# TASK INSTRUCTIONS:
Starting at the line that contains "# holes follow the even-odd rule", transcribe each line exactly through the end of the data below, and skip any pictures.

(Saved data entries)
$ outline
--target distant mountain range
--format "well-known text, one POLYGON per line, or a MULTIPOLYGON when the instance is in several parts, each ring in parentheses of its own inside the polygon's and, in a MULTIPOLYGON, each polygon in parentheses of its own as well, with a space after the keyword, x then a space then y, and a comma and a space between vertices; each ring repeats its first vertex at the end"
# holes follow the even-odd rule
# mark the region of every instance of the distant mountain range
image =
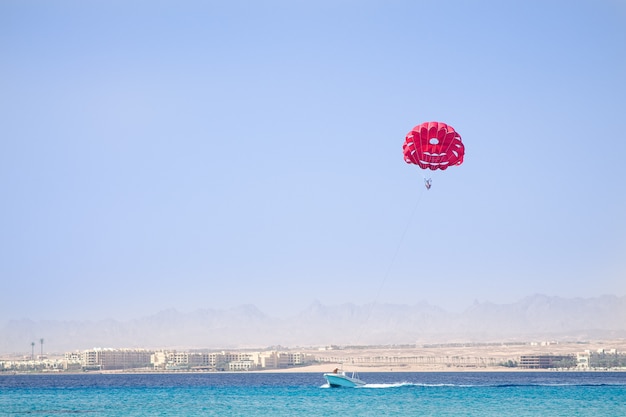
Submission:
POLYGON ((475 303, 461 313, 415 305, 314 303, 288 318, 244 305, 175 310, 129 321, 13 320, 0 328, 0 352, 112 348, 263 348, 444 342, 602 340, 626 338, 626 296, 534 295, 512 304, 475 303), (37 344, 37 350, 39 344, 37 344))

# EXPECTED OUTPUT:
# holes follow the even-odd rule
# mark the region of every instance of the distant mountain range
image =
Submission:
POLYGON ((475 303, 461 313, 415 305, 314 303, 288 318, 244 305, 175 310, 129 321, 13 320, 0 328, 0 352, 112 348, 263 348, 444 342, 602 340, 626 338, 626 296, 534 295, 512 304, 475 303), (37 344, 37 350, 39 344, 37 344))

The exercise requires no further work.